The task: Only the number is needed: how many lines of the records include "branch"?

════

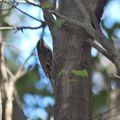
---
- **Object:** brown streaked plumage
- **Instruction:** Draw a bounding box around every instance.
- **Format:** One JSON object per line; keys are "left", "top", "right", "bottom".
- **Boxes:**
{"left": 37, "top": 39, "right": 53, "bottom": 79}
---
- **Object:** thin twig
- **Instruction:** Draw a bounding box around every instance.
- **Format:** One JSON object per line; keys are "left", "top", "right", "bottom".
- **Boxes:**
{"left": 14, "top": 48, "right": 35, "bottom": 82}
{"left": 4, "top": 1, "right": 43, "bottom": 23}
{"left": 0, "top": 6, "right": 13, "bottom": 11}
{"left": 111, "top": 74, "right": 120, "bottom": 80}
{"left": 14, "top": 86, "right": 23, "bottom": 110}
{"left": 102, "top": 114, "right": 120, "bottom": 120}
{"left": 94, "top": 103, "right": 120, "bottom": 119}
{"left": 0, "top": 0, "right": 37, "bottom": 4}
{"left": 3, "top": 42, "right": 36, "bottom": 54}
{"left": 0, "top": 24, "right": 44, "bottom": 30}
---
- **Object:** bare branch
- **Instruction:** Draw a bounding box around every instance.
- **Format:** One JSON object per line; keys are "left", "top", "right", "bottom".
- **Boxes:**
{"left": 73, "top": 0, "right": 91, "bottom": 22}
{"left": 14, "top": 48, "right": 35, "bottom": 82}
{"left": 3, "top": 42, "right": 37, "bottom": 56}
{"left": 0, "top": 0, "right": 36, "bottom": 4}
{"left": 0, "top": 39, "right": 8, "bottom": 81}
{"left": 0, "top": 0, "right": 41, "bottom": 7}
{"left": 50, "top": 8, "right": 120, "bottom": 72}
{"left": 4, "top": 1, "right": 43, "bottom": 23}
{"left": 0, "top": 33, "right": 13, "bottom": 120}
{"left": 0, "top": 24, "right": 44, "bottom": 30}
{"left": 50, "top": 10, "right": 85, "bottom": 28}
{"left": 94, "top": 103, "right": 120, "bottom": 119}
{"left": 87, "top": 38, "right": 113, "bottom": 62}
{"left": 0, "top": 28, "right": 4, "bottom": 120}
{"left": 111, "top": 73, "right": 120, "bottom": 80}
{"left": 0, "top": 6, "right": 13, "bottom": 11}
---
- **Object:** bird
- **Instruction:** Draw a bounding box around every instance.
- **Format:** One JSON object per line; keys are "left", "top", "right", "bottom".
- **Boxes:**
{"left": 36, "top": 39, "right": 53, "bottom": 79}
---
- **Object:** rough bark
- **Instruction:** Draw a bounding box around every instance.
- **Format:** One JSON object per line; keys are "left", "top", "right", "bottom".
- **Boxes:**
{"left": 52, "top": 0, "right": 96, "bottom": 120}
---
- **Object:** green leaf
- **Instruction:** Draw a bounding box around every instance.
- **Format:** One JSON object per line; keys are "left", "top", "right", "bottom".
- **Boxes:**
{"left": 54, "top": 19, "right": 65, "bottom": 28}
{"left": 42, "top": 1, "right": 53, "bottom": 10}
{"left": 71, "top": 69, "right": 88, "bottom": 77}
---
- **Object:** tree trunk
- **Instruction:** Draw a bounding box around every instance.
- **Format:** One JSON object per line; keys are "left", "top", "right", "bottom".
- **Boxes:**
{"left": 0, "top": 32, "right": 3, "bottom": 120}
{"left": 52, "top": 0, "right": 96, "bottom": 120}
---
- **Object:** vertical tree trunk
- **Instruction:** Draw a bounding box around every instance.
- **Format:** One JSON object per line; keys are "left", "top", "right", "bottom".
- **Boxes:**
{"left": 52, "top": 0, "right": 95, "bottom": 120}
{"left": 0, "top": 32, "right": 3, "bottom": 120}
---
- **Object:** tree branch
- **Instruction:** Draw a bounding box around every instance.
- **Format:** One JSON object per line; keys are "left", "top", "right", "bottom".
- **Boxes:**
{"left": 73, "top": 0, "right": 91, "bottom": 22}
{"left": 0, "top": 0, "right": 36, "bottom": 4}
{"left": 14, "top": 48, "right": 35, "bottom": 82}
{"left": 95, "top": 0, "right": 107, "bottom": 23}
{"left": 86, "top": 38, "right": 113, "bottom": 62}
{"left": 94, "top": 103, "right": 120, "bottom": 119}
{"left": 0, "top": 24, "right": 45, "bottom": 30}
{"left": 49, "top": 7, "right": 120, "bottom": 72}
{"left": 4, "top": 1, "right": 43, "bottom": 22}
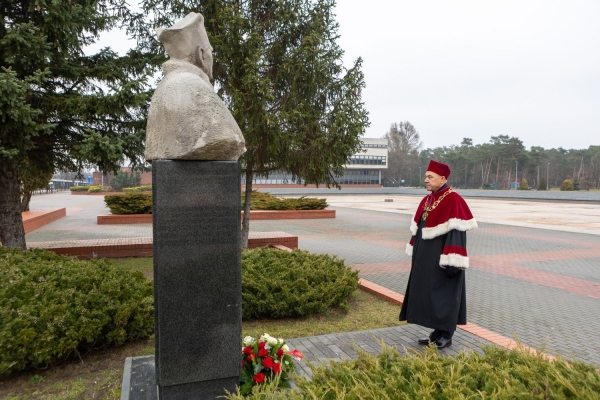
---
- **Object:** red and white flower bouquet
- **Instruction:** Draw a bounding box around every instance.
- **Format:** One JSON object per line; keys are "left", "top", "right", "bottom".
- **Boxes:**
{"left": 240, "top": 333, "right": 303, "bottom": 395}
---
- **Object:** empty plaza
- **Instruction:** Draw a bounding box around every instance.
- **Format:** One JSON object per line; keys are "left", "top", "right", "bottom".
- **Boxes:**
{"left": 25, "top": 190, "right": 600, "bottom": 368}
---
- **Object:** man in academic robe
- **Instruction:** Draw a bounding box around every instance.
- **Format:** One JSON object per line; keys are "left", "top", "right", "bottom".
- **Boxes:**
{"left": 399, "top": 160, "right": 477, "bottom": 349}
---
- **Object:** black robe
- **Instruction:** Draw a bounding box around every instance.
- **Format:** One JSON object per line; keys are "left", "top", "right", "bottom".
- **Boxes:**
{"left": 399, "top": 217, "right": 467, "bottom": 331}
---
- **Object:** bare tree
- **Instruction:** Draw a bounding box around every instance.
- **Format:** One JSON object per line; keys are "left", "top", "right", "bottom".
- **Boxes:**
{"left": 384, "top": 122, "right": 422, "bottom": 184}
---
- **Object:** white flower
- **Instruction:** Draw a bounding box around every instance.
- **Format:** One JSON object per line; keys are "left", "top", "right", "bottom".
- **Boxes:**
{"left": 266, "top": 336, "right": 278, "bottom": 346}
{"left": 243, "top": 336, "right": 255, "bottom": 346}
{"left": 282, "top": 344, "right": 290, "bottom": 352}
{"left": 277, "top": 338, "right": 284, "bottom": 345}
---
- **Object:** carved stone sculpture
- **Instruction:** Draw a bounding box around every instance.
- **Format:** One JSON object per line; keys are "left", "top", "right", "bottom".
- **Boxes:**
{"left": 145, "top": 12, "right": 246, "bottom": 161}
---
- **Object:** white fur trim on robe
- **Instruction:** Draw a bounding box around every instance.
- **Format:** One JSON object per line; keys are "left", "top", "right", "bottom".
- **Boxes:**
{"left": 405, "top": 243, "right": 413, "bottom": 257}
{"left": 439, "top": 253, "right": 470, "bottom": 269}
{"left": 421, "top": 218, "right": 478, "bottom": 240}
{"left": 409, "top": 215, "right": 418, "bottom": 236}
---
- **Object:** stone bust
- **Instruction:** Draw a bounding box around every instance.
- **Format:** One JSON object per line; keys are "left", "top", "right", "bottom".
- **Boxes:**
{"left": 145, "top": 12, "right": 246, "bottom": 162}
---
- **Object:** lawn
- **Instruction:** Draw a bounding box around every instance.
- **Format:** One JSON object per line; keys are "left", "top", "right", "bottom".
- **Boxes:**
{"left": 0, "top": 257, "right": 403, "bottom": 399}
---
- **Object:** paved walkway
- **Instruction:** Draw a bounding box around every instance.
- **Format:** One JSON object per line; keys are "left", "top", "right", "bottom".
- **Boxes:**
{"left": 265, "top": 186, "right": 600, "bottom": 202}
{"left": 24, "top": 191, "right": 600, "bottom": 371}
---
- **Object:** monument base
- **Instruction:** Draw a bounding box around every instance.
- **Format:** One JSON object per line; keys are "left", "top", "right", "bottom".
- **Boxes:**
{"left": 121, "top": 356, "right": 238, "bottom": 400}
{"left": 119, "top": 160, "right": 242, "bottom": 399}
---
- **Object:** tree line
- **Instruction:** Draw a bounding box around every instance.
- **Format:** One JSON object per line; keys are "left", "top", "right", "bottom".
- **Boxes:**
{"left": 384, "top": 122, "right": 600, "bottom": 189}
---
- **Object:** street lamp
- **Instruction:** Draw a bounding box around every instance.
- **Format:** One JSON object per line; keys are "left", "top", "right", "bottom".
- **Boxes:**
{"left": 419, "top": 166, "right": 422, "bottom": 187}
{"left": 547, "top": 163, "right": 550, "bottom": 189}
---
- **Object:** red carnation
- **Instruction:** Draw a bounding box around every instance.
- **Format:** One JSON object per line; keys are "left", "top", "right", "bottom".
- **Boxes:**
{"left": 253, "top": 372, "right": 266, "bottom": 384}
{"left": 272, "top": 362, "right": 282, "bottom": 374}
{"left": 258, "top": 348, "right": 268, "bottom": 357}
{"left": 262, "top": 356, "right": 274, "bottom": 368}
{"left": 258, "top": 341, "right": 266, "bottom": 348}
{"left": 241, "top": 360, "right": 245, "bottom": 368}
{"left": 248, "top": 353, "right": 257, "bottom": 361}
{"left": 242, "top": 346, "right": 253, "bottom": 355}
{"left": 276, "top": 349, "right": 284, "bottom": 358}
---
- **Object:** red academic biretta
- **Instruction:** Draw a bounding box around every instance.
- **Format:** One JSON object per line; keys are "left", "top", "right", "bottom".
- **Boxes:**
{"left": 427, "top": 160, "right": 451, "bottom": 178}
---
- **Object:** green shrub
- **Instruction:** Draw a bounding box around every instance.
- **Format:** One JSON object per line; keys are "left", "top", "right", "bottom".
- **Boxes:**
{"left": 87, "top": 185, "right": 103, "bottom": 193}
{"left": 110, "top": 171, "right": 141, "bottom": 191}
{"left": 69, "top": 186, "right": 89, "bottom": 192}
{"left": 242, "top": 191, "right": 328, "bottom": 210}
{"left": 560, "top": 179, "right": 574, "bottom": 191}
{"left": 0, "top": 248, "right": 154, "bottom": 376}
{"left": 538, "top": 178, "right": 547, "bottom": 191}
{"left": 241, "top": 248, "right": 358, "bottom": 320}
{"left": 226, "top": 345, "right": 600, "bottom": 399}
{"left": 103, "top": 190, "right": 324, "bottom": 213}
{"left": 517, "top": 177, "right": 530, "bottom": 190}
{"left": 123, "top": 185, "right": 152, "bottom": 193}
{"left": 104, "top": 193, "right": 152, "bottom": 214}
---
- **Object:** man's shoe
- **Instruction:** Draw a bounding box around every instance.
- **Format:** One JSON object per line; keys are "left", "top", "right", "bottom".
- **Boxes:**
{"left": 434, "top": 336, "right": 452, "bottom": 349}
{"left": 418, "top": 331, "right": 440, "bottom": 345}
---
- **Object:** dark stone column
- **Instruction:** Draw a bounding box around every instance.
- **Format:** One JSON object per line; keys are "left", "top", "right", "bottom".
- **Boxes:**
{"left": 152, "top": 160, "right": 241, "bottom": 399}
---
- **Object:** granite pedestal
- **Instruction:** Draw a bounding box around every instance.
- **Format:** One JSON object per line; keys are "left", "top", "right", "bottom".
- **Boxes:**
{"left": 146, "top": 160, "right": 241, "bottom": 399}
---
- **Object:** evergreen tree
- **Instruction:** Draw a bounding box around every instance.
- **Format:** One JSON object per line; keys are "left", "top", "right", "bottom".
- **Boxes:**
{"left": 19, "top": 160, "right": 54, "bottom": 212}
{"left": 517, "top": 177, "right": 530, "bottom": 190}
{"left": 0, "top": 0, "right": 153, "bottom": 248}
{"left": 538, "top": 178, "right": 547, "bottom": 191}
{"left": 132, "top": 0, "right": 369, "bottom": 248}
{"left": 560, "top": 179, "right": 574, "bottom": 191}
{"left": 110, "top": 170, "right": 142, "bottom": 191}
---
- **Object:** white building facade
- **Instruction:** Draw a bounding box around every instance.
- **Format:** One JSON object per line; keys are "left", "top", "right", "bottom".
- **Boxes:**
{"left": 249, "top": 138, "right": 388, "bottom": 185}
{"left": 338, "top": 138, "right": 388, "bottom": 185}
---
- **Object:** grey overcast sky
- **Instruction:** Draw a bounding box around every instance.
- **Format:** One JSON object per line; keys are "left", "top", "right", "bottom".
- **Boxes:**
{"left": 334, "top": 0, "right": 600, "bottom": 150}
{"left": 93, "top": 0, "right": 599, "bottom": 150}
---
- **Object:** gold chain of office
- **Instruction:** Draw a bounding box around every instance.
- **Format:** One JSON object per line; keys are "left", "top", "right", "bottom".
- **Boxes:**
{"left": 422, "top": 189, "right": 452, "bottom": 221}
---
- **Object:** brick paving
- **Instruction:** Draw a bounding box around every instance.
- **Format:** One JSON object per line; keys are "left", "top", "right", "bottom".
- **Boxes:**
{"left": 24, "top": 191, "right": 600, "bottom": 369}
{"left": 287, "top": 324, "right": 494, "bottom": 378}
{"left": 249, "top": 205, "right": 600, "bottom": 367}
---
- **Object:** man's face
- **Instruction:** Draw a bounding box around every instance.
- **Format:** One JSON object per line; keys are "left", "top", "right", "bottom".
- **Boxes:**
{"left": 424, "top": 171, "right": 447, "bottom": 192}
{"left": 193, "top": 27, "right": 213, "bottom": 79}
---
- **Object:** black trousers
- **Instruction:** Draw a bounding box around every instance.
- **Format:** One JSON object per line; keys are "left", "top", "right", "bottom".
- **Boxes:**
{"left": 434, "top": 329, "right": 454, "bottom": 339}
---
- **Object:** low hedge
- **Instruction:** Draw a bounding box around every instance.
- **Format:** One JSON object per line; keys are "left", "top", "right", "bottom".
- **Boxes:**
{"left": 123, "top": 185, "right": 152, "bottom": 193}
{"left": 242, "top": 191, "right": 328, "bottom": 210}
{"left": 69, "top": 186, "right": 89, "bottom": 192}
{"left": 0, "top": 247, "right": 356, "bottom": 376}
{"left": 0, "top": 248, "right": 154, "bottom": 376}
{"left": 87, "top": 185, "right": 103, "bottom": 193}
{"left": 104, "top": 193, "right": 152, "bottom": 214}
{"left": 104, "top": 190, "right": 326, "bottom": 215}
{"left": 241, "top": 248, "right": 358, "bottom": 320}
{"left": 227, "top": 345, "right": 600, "bottom": 399}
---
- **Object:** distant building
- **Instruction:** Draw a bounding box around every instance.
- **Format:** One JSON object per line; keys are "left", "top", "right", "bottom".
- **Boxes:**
{"left": 339, "top": 138, "right": 388, "bottom": 185}
{"left": 250, "top": 138, "right": 388, "bottom": 185}
{"left": 89, "top": 139, "right": 389, "bottom": 187}
{"left": 92, "top": 167, "right": 152, "bottom": 187}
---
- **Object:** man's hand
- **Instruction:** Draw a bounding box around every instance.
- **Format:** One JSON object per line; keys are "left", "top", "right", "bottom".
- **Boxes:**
{"left": 445, "top": 266, "right": 461, "bottom": 278}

════

Task output: 2